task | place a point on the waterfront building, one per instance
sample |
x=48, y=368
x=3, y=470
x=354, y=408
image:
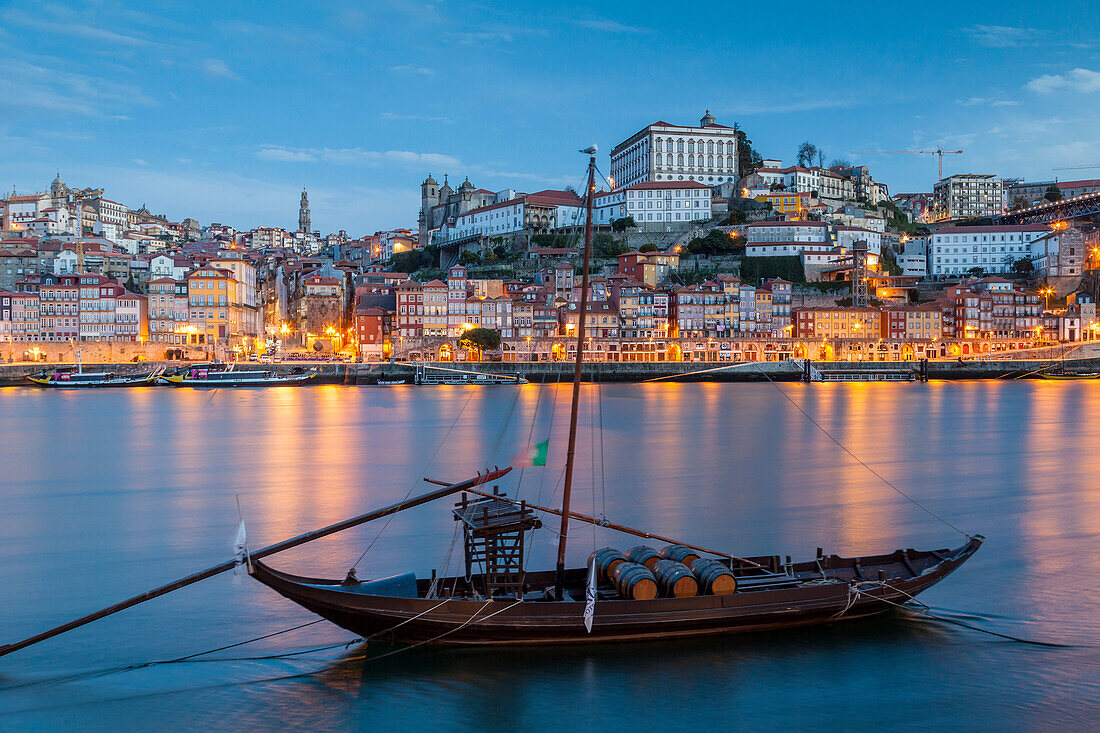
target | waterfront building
x=373, y=327
x=24, y=316
x=837, y=323
x=957, y=250
x=661, y=151
x=409, y=309
x=435, y=320
x=920, y=321
x=992, y=307
x=601, y=321
x=167, y=310
x=245, y=318
x=967, y=196
x=208, y=290
x=59, y=307
x=320, y=304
------------------------------
• Action item: Wherever an image appears in the data, omit it and repeat everything else exactly.

• Result:
task | place a point on the waterfront building, one per instance
sample |
x=48, y=368
x=3, y=470
x=354, y=408
image:
target | waterfront building
x=373, y=327
x=24, y=316
x=837, y=323
x=957, y=250
x=661, y=151
x=409, y=309
x=435, y=320
x=920, y=321
x=992, y=307
x=601, y=321
x=167, y=310
x=245, y=318
x=967, y=196
x=208, y=290
x=59, y=307
x=320, y=304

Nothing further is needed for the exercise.